------ Stored data
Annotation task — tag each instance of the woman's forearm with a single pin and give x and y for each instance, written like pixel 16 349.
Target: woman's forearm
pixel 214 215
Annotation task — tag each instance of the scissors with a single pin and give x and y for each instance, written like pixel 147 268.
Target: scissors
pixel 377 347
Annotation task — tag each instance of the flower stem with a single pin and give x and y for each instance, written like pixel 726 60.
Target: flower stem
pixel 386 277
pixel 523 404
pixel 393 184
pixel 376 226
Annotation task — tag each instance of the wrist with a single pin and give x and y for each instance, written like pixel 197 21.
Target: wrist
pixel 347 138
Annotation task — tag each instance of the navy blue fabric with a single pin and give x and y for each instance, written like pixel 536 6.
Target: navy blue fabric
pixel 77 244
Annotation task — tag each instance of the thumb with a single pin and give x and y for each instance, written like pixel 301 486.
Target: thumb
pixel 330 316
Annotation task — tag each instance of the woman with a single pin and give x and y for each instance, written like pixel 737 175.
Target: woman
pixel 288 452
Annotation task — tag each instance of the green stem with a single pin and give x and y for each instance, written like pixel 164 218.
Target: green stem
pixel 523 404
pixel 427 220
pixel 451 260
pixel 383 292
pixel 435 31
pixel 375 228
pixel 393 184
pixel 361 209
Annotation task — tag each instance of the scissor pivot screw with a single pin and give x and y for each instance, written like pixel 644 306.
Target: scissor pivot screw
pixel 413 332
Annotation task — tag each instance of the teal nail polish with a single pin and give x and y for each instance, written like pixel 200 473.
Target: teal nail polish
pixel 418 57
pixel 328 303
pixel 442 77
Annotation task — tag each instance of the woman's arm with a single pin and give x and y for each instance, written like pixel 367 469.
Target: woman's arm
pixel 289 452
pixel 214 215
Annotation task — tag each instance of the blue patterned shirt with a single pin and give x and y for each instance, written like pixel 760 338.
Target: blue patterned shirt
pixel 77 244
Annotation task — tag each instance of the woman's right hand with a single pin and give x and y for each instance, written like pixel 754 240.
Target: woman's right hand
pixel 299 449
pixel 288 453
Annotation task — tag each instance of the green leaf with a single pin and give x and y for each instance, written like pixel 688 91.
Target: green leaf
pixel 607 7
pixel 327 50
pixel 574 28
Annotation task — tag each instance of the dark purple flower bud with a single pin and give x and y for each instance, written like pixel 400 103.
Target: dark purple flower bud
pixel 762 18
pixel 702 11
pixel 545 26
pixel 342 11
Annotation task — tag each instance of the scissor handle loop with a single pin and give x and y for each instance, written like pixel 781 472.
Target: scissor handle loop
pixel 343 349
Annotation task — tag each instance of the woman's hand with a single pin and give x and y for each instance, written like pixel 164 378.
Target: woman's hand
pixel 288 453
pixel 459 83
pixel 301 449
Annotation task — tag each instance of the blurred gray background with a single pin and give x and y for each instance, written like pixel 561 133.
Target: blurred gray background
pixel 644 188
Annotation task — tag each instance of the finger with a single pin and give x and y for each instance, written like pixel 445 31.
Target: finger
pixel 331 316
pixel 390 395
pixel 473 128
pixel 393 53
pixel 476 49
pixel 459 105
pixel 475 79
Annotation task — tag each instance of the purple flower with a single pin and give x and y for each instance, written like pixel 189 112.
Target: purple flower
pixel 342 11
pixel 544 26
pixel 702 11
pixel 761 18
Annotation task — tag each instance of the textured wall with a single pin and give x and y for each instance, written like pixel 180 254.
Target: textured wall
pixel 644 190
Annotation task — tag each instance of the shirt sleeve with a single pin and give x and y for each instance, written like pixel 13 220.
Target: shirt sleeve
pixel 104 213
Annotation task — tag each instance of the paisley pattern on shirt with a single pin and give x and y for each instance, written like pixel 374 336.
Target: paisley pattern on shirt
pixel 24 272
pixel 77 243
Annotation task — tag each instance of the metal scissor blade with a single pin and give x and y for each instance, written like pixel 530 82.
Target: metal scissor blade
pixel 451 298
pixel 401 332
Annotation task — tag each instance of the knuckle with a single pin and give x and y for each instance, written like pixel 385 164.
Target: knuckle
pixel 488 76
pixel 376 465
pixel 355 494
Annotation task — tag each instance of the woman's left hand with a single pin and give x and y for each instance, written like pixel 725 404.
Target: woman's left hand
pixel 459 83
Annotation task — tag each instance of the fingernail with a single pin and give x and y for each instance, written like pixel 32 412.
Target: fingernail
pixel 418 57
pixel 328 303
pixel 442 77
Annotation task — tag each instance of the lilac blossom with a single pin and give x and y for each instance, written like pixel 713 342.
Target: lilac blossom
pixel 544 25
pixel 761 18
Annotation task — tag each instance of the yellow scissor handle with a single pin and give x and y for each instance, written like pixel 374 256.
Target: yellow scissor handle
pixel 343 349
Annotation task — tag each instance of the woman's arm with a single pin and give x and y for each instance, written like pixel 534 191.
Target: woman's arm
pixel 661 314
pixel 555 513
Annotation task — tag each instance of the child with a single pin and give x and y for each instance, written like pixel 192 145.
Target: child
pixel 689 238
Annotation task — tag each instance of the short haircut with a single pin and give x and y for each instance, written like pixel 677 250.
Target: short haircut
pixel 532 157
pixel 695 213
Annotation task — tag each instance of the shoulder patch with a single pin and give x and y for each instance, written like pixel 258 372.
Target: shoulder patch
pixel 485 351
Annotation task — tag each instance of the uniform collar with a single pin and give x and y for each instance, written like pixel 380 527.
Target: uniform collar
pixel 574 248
------------
Your task »
Repeat the data above. Change nothing.

Written solution »
Annotation task — tag each instance of the woman's forearm with a single pin and give x and y for each instance, written like pixel 16 349.
Target: woman's forearm
pixel 214 215
Annotation task — tag each instance of the scissors with a single pin and give x and y for each instance, written like pixel 147 268.
Target: scissors
pixel 377 347
Annotation task — tag each instance of the flower stem with a single pin and give x and y for each instance, written like pixel 726 60.
Target: flower stem
pixel 386 277
pixel 523 404
pixel 393 184
pixel 376 226
Annotation task — tag each instance of the wrist with a single pin and give x and y for each instance, written like pixel 197 21.
Target: wrist
pixel 347 138
Annotation task — tag each instance of the navy blue fabric with a single pin and give x and y for each instance, written like pixel 536 6.
Target: navy blue fabric
pixel 77 244
Annotation task — tag each instance of the thumb with a single pin and give x and y for each instance, written like pixel 301 486.
Target: thumb
pixel 330 316
Annotation task — tag each instance of the woman with a single pin and give x and y for each instance, written like pixel 737 175.
Target: woman
pixel 288 452
Annotation task — tag each instance of the green stem with a single pin and give x and y for each instance, written like pixel 164 218.
Target: green stem
pixel 523 404
pixel 427 220
pixel 451 260
pixel 383 292
pixel 435 31
pixel 375 228
pixel 393 184
pixel 361 209
Annotation task — tag each instance of the scissor pivot screw with a single pin and give x and y for each instance, written like pixel 644 306.
Target: scissor pivot screw
pixel 413 332
Annotation task — tag each instance of the teal nail polish with a single pin and give x and y for each instance, written like pixel 200 473.
Target: teal nail polish
pixel 418 57
pixel 328 303
pixel 442 77
Annotation task — tag each instance of the woman's arm with a single pin and give x and y for each instance, written like pixel 367 469.
Target: woman's arm
pixel 289 452
pixel 214 215
Annotation task — tag each instance of the blue patterned shirt with a single pin and give x and y for each instance, written like pixel 760 338.
Target: blue patterned shirt
pixel 77 244
Annotation task — tag each instance of the woman's right hand with a single pin and give x and y for each instance, written like pixel 754 240.
Target: woman's right hand
pixel 299 449
pixel 288 453
Annotation task — tag each instance of the green leaf with a single pin and give x and y for each instance, written like pixel 688 91.
Target: green leaf
pixel 607 7
pixel 327 50
pixel 574 28
Annotation task — tag each instance of the dark purple flower bud with a single pin and give x and y for each instance, written like pixel 400 103.
Target: dark purple flower bud
pixel 762 18
pixel 702 11
pixel 545 26
pixel 342 11
Annotation task — tag each instance of the scissor handle loop with a single pin and give x and y for each instance, written like pixel 781 472.
Target: scissor handle loop
pixel 343 349
Annotation task — tag each instance of the woman's hand with a single pin and give x and y for each instance, written like pixel 164 378.
Target: woman's hand
pixel 288 453
pixel 459 83
pixel 301 449
Annotation task — tag each instance of the blurred gray background with a single pin and give x and y for each instance, written like pixel 561 133.
Target: blurred gray background
pixel 644 188
Annotation task — tag each instance of the finger with a single pin and give x and y for each instance, written like pixel 445 31.
Target: finger
pixel 331 316
pixel 390 395
pixel 473 128
pixel 393 53
pixel 476 49
pixel 459 105
pixel 475 79
Annotation task — tag each instance of the purple flower with a single pin and give x and y for each instance, written like pixel 189 112.
Target: purple flower
pixel 342 11
pixel 544 26
pixel 702 11
pixel 761 18
Annotation task — tag each instance of the textured wall with a single pin and give x and y for each instance, written like pixel 180 254.
Target: textured wall
pixel 644 190
Annotation task — tag each instance of the shirt sleeve with a single pin and give x and y for each instance, written like pixel 13 220.
Target: shirt sleeve
pixel 104 213
Annotation task — tag each instance of the paisley pattern on shirt with a single pin and give x and y for each instance, written like pixel 374 336.
Target: paisley pattern on shirt
pixel 24 272
pixel 77 243
Annotation task — tag each instance of the metal scissor blade with a single pin and give x and y for each instance, written like pixel 530 82.
Target: metal scissor blade
pixel 451 298
pixel 401 332
Annotation task — tag each instance of the knuckle with a single pin and give x and y for each instance, written like pixel 385 164.
Target: knuckle
pixel 488 76
pixel 376 465
pixel 355 494
Annotation task — tag each instance of the woman's left hand with a single pin and give x and y for each instance, written like pixel 725 404.
Target: woman's left hand
pixel 459 83
Annotation task — tag each instance of the fingernail with a single pin and give x and y for each instance, written like pixel 32 412.
Target: fingernail
pixel 418 57
pixel 328 303
pixel 442 77
Annotation task — tag each instance of the lilac blossom with a single pin and give x and y for each instance, written like pixel 713 342.
Target: lilac blossom
pixel 544 25
pixel 761 18
Annotation task — tag each instance of the yellow scissor handle with a single pin and give x and y for each instance, written like pixel 374 256.
Target: yellow scissor handle
pixel 343 349
Annotation task — tag each instance of the woman's arm with a single pin and give x and y for each instance, written like pixel 534 191.
Target: woman's arm
pixel 661 314
pixel 555 513
Annotation task — tag each instance of the child with a single pin and give x and y for each instance, written like pixel 192 145.
Target: child
pixel 689 238
Annotation task — tag each instance of the short haircut with a single pin and give x and y for each instance, written like pixel 677 250.
Target: short haircut
pixel 532 157
pixel 695 213
Annotation task — tag each instance of the shoulder patch with a single pin and give x and y for each instance, written like pixel 258 372.
Target: shoulder patch
pixel 485 351
Annotation task — tag each instance of the uniform collar with a single pin and give x and y for each instance, written like pixel 380 527.
Target: uniform collar
pixel 574 248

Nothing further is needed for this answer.